Apache Argus Proposal (http://wiki.apache.org/incubator/ArgusProposal)

== Abstract ==

Argus is a framework to enable, monitor and manage comprehensive data security 
across the Hadoop platform. 

The name “Argus” is derived from Argus Panoptes, a 100-eyed giant in Greek 
mythology, endowed with a role to keep “an eye” open and be an effective 
watchman at all times. 

== Background ==

The vision with Argus is to provide comprehensive security across the Apache 
Hadoop ecosystem. With the advent of  Apache YARN, the Hadoop platform can now 
support a true data lake architecture. Enterprises can potentially run multiple 
workloads, in a multi tenant environment. Data security within Hadoop needs to 
evolve to support multiple use cases for data access, while also providing a 
framework for central administration of security policies and monitoring of 
user access.

XA Secure, a Hadoop security focused startup, developed the initial technology 
behind Argus. XA Secure was acquired by Hortonworks, which now is contributing 
the technology to the open source community to extend and innovate.

== Rationale ==

Many of the projects in the Hadoop ecosystem have their own authentication, 
authorization, and auditing components. There are no central administration and 
auditing capabilities. We are looking to address these enterprises security 
needs of central administration and comprehensive security through the Argus 
project. 
Our initial focus would be around authorization and auditing, the longer term 
vision would be to tie all aspects around data security within the Hadoop 
platform. 
        
== Proposal Details ==

The vision of Argus is to enable comprehensive data security across the Hadoop 
platform. The goal is provide a single user interface or API to manage security 
policies, monitor user access and policy changes history. The framework would 
work with individual components in enforcing these policies and in capturing 
relevant audit information.

## TASK DIRECTIONS
Quote the Argus proposal word for word, starting with the words "XA Secure, a" and ending with "extend and innovate.".

## PROVIDED INFORMATION
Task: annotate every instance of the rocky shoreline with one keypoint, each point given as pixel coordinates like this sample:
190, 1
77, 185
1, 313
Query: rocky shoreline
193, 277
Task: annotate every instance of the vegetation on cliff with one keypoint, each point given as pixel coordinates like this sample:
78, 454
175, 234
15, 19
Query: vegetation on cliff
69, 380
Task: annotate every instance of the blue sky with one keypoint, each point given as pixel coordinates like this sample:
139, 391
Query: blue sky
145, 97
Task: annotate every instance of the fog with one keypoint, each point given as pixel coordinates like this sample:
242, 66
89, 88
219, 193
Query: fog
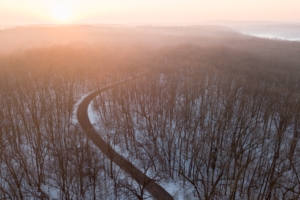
178, 112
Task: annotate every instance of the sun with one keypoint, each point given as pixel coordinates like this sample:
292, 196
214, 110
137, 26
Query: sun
61, 13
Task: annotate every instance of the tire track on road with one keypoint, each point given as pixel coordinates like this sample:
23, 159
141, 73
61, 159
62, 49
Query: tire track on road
152, 187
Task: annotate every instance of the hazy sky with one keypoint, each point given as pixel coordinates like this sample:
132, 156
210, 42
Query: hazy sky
146, 11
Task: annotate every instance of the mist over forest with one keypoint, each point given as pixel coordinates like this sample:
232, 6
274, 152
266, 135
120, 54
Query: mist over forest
197, 112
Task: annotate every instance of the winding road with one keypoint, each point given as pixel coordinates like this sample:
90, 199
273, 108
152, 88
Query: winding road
82, 115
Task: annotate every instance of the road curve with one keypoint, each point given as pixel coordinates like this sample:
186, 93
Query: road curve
82, 115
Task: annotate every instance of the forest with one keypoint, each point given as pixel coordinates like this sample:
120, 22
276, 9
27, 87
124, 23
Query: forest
207, 113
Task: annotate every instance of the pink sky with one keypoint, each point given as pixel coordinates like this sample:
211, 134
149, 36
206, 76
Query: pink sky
146, 11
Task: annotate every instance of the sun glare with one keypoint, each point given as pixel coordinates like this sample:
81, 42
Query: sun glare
62, 13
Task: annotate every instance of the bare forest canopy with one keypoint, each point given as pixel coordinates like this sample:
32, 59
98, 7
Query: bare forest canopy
218, 112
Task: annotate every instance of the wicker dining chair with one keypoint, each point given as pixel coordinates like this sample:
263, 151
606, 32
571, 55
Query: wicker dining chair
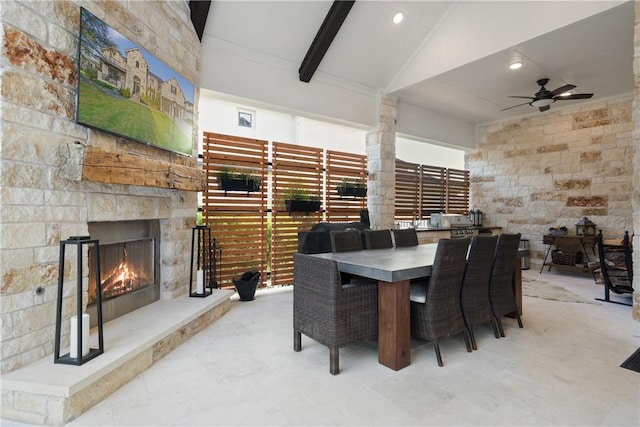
440, 315
403, 237
327, 312
378, 239
474, 294
503, 300
344, 241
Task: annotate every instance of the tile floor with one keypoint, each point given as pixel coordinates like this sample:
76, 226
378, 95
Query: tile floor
561, 369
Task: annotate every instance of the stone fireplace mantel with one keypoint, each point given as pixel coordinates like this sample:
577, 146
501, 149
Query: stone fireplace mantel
94, 164
54, 394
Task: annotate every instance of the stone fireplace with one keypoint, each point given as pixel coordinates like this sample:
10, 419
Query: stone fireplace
60, 179
129, 266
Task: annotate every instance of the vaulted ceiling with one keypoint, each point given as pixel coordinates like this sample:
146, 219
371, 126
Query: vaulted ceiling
450, 57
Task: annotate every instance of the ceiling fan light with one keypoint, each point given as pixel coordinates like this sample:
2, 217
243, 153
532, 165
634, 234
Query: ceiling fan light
543, 102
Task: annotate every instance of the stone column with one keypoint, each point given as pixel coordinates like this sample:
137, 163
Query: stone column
381, 164
635, 195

## EXERCISE OUTPUT
XA Secure, a Hadoop security focused startup, developed the initial technology 
behind Argus. XA Secure was acquired by Hortonworks, which now is contributing 
the technology to the open source community to extend and innovate.